# [Stored entries]
================

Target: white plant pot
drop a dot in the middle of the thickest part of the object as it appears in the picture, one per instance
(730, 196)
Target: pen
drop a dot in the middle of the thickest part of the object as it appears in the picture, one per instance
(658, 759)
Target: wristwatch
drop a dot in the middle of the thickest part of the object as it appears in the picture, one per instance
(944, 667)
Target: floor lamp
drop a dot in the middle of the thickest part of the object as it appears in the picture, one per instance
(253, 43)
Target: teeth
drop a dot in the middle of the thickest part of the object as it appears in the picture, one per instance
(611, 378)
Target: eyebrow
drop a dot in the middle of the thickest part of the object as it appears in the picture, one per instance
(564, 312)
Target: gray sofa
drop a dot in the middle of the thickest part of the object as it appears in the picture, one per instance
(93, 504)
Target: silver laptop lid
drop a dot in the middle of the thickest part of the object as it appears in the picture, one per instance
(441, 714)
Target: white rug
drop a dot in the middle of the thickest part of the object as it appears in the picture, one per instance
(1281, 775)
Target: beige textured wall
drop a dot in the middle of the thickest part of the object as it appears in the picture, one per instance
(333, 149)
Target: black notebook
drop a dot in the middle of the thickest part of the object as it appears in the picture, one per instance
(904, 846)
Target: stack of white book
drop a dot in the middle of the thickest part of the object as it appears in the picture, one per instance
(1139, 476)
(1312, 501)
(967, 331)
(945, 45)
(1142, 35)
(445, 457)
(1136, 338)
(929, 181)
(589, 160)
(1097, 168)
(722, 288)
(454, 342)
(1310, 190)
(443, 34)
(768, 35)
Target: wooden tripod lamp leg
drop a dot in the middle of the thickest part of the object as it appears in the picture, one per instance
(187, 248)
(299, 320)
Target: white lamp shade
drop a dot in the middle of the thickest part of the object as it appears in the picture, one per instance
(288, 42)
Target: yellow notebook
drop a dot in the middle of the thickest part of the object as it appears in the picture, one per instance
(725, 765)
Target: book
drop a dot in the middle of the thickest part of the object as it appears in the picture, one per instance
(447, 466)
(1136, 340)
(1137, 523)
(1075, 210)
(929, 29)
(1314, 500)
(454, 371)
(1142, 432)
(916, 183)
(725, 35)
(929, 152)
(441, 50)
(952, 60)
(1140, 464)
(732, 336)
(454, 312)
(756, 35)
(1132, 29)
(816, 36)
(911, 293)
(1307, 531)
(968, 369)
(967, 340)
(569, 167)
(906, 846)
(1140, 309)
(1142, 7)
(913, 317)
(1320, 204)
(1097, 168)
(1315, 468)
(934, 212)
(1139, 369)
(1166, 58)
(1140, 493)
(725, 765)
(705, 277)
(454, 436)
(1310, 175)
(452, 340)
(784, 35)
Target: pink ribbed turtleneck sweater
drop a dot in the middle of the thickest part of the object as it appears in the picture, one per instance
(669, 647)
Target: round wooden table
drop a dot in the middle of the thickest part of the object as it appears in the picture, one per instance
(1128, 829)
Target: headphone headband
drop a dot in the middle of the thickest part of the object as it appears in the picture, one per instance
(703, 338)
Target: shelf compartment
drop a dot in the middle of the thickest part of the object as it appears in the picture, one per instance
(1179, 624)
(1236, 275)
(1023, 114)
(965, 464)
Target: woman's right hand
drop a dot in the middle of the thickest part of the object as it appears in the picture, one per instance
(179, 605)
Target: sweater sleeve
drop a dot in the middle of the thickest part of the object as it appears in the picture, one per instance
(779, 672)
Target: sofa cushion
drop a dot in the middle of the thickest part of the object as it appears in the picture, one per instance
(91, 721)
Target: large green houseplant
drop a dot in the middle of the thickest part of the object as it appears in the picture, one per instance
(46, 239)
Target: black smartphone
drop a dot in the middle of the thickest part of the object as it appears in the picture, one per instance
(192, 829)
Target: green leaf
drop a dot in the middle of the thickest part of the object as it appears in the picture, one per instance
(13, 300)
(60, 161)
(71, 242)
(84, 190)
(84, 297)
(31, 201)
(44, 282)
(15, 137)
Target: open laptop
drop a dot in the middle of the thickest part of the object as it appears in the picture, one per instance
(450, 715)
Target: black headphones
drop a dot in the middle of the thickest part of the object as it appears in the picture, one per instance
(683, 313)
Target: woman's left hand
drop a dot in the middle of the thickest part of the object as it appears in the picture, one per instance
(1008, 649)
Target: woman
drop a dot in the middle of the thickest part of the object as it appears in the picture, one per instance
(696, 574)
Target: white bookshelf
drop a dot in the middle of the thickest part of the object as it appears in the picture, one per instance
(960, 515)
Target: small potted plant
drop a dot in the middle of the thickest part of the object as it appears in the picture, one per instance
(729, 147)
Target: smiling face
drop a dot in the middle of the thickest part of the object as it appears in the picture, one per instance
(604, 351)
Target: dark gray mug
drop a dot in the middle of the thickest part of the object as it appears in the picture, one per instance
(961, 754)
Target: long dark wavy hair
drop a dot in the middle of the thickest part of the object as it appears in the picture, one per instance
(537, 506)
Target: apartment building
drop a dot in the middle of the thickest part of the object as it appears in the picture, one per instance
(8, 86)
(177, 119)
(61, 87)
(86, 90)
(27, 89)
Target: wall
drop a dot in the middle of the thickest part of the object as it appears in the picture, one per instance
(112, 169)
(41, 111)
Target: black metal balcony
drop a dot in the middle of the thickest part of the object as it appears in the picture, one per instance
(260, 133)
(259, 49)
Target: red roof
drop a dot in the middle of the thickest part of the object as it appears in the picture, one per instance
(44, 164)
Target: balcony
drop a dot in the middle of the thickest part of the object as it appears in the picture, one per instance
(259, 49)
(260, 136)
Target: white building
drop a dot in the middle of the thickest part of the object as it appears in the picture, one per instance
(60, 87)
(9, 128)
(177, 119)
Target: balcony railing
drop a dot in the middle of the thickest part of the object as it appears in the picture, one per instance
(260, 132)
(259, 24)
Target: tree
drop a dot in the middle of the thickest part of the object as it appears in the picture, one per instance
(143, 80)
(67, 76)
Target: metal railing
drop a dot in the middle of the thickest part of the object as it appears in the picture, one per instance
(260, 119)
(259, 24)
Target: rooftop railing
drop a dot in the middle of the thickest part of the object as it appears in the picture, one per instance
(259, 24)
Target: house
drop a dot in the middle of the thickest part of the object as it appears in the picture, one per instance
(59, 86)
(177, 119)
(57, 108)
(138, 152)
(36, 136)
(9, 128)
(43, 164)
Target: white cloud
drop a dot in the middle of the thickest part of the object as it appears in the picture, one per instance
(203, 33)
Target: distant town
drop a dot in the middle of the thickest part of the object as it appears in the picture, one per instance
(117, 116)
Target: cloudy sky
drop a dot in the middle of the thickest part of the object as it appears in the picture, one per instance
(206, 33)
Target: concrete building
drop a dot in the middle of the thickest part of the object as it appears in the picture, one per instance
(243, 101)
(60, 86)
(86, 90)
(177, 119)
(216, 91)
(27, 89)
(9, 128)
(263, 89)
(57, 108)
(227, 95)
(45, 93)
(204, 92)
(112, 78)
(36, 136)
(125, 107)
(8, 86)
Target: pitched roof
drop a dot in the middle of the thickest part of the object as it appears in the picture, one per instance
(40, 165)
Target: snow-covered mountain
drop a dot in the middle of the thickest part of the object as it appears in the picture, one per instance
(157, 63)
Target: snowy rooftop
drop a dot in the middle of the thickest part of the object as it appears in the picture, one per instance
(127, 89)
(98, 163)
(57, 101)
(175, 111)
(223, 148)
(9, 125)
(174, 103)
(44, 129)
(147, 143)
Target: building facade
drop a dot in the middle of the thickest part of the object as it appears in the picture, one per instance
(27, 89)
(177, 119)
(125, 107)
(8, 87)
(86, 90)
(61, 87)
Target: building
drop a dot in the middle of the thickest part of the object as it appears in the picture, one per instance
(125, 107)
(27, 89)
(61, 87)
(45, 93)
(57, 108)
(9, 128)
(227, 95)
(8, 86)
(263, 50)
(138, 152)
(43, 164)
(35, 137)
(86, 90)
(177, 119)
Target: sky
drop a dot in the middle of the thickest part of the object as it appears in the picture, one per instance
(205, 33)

================

Reproduce the entries above exactly, but only the lines between the line holding "Target: large green houseplant" and the line holding "Target: green leaf", inclusive.

Target: large green houseplant
drop a dot in the middle of the thickest part of the object as it appears in the picture, one per instance
(46, 239)
Target: black smartphone
drop a dot in the middle of the thickest part of the object as it appears in the picture, one per instance
(192, 829)
Target: green leaf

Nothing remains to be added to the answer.